Location labeling records
========================

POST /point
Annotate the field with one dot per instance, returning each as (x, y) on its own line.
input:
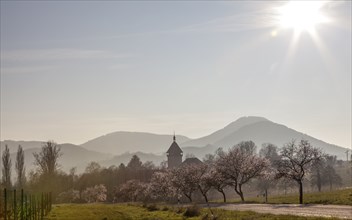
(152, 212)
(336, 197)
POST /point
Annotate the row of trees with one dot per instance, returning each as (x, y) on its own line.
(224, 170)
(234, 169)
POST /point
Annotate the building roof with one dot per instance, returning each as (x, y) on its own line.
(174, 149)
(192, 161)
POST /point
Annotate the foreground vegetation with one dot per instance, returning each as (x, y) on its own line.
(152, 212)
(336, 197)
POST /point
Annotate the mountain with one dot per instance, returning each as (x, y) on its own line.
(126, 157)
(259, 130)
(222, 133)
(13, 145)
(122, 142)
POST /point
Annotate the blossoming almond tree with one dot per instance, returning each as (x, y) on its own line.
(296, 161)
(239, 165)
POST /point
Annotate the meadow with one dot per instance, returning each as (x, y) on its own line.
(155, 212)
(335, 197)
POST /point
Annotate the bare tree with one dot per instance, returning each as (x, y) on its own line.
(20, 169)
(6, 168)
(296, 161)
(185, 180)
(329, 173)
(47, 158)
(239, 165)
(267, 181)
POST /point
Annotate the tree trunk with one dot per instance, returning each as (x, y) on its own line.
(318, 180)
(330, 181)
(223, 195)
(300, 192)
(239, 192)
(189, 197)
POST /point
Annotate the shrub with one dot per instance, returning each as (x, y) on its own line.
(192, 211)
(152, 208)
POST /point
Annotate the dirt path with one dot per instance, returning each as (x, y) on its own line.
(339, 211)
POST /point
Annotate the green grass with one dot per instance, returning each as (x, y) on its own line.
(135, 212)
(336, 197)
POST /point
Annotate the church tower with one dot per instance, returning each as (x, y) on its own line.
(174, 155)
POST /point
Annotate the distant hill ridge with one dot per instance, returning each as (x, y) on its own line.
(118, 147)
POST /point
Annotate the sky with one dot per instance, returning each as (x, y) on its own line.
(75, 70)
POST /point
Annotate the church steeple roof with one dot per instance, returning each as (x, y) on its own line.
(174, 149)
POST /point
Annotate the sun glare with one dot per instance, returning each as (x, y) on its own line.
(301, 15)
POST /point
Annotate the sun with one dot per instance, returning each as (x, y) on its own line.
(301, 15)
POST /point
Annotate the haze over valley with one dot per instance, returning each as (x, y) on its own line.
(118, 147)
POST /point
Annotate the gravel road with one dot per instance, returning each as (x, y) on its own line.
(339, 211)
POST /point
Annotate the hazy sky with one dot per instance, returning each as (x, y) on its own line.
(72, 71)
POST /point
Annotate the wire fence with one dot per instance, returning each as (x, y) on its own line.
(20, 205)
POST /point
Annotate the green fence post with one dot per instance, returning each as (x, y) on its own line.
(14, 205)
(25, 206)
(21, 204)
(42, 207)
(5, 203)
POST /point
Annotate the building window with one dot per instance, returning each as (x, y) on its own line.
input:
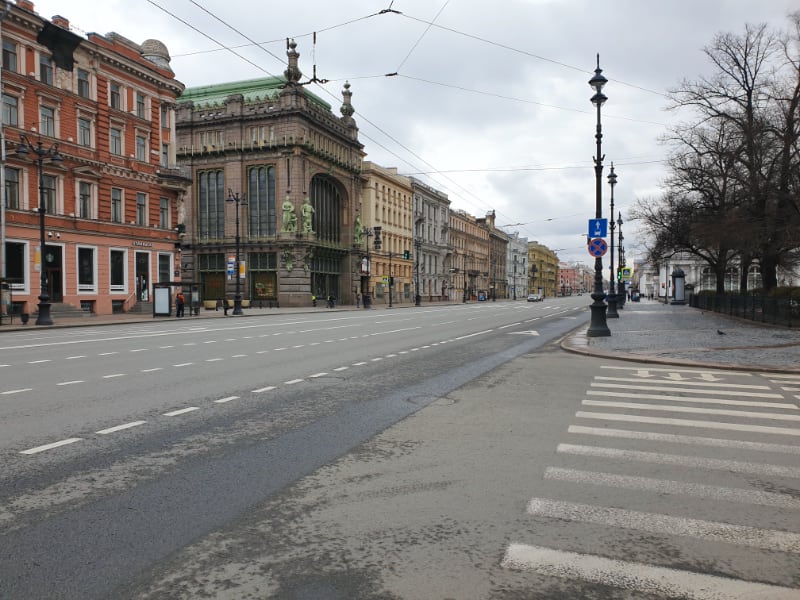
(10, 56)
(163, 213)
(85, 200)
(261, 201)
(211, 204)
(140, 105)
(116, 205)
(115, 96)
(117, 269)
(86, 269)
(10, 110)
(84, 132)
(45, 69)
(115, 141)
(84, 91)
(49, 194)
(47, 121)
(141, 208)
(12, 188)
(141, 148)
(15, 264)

========================

**Exercise requirements:** Reproduce the entries above exactly. Do not include the images.

**Result of this exercise:**
POST /point
Annotate the field with one dot per instance, returning each as (x, y) on its own line.
input:
(152, 212)
(336, 197)
POST /point
Annotate the row of trees with one dot per instance, returning each as (x, y) on its own line.
(224, 170)
(234, 169)
POST /point
Annotate the building roof with one dot per instance, returning each as (x, y) on its own line.
(174, 149)
(192, 161)
POST /point
Annotate the foreground vegetation with one dot per instance, returning each as (x, y) on its own line.
(152, 212)
(336, 197)
POST /point
Annotate the mountain with one dot per instance, returning each as (x, y) on its own line.
(126, 157)
(259, 130)
(222, 133)
(13, 145)
(122, 142)
POST /point
Annotate the blossoming almond tree with one dot per instance, returning each as (x, y) on its own line.
(296, 161)
(239, 165)
POST /point
Annotate the meadow with one dot per instance, returning each as (x, y) on its own line.
(155, 212)
(335, 197)
POST /point
Annotate the bare tree with one dot per instance, returning each as (x, y) on its own line.
(20, 169)
(6, 168)
(296, 161)
(185, 180)
(329, 173)
(47, 158)
(239, 165)
(267, 181)
POST /point
Annotate the tree trunk with one dot per instance, returning each as (x, y) on its own line.
(318, 180)
(330, 181)
(223, 195)
(300, 192)
(239, 192)
(189, 197)
POST /point
Annotate the shrub with one dot per instance, returning each as (x, y) on its own line.
(192, 211)
(152, 208)
POST /point
Annotate the dirt path with one dot per instance, returning each as (x, y) on its own line.
(339, 211)
POST /point
Annotate the green grass with one dot per instance, returning each as (x, y) on its own line.
(135, 212)
(336, 197)
POST /point
Annotate the church tower with one dot per instance, returning each as (x, y) on its own line.
(174, 155)
POST /point
Annotate the distant hill ridge with one dot per instance, returning each as (x, y) on its own line.
(118, 147)
POST /point
Annotate the sky with one dot per instance, returning each as (x, y) on its own line.
(75, 70)
POST /point
Annotate the church steeple roof with one dot per instance, returning each as (x, y) on its own line.
(174, 149)
POST /point
Annotate the sun glare with one dot per instance, returning each as (x, y) on its own line.
(301, 15)
POST /point
Annotate the sun with one dot per instance, returning each as (x, y) on its own line.
(301, 15)
POST /point
Annotate the haze over valley with one dot per instance, returning each as (x, y) on its own line.
(118, 147)
POST /point
Annotate the gravel road with one dot per instance, returning each as (x, y) on its own line.
(339, 211)
POST /point
Annotate the hazy sky with one dot per instance, returning each as (x, y) on its own line.
(72, 71)
POST /point
Annotate the wire fence with one dot per instance, returning each as (x, y) on its own line.
(20, 205)
POST /point
Annotate the green fence post with one dot per instance, returning each as (x, y) on its own line.
(14, 205)
(25, 206)
(21, 204)
(42, 207)
(5, 203)
POST /point
Annotate the building window with one dot per instance, returning each as (x, y) on its own line.
input:
(10, 56)
(163, 213)
(85, 200)
(261, 201)
(211, 204)
(140, 105)
(116, 205)
(115, 96)
(117, 269)
(86, 269)
(10, 110)
(84, 132)
(45, 69)
(115, 141)
(84, 91)
(49, 194)
(47, 121)
(141, 208)
(12, 188)
(141, 148)
(15, 264)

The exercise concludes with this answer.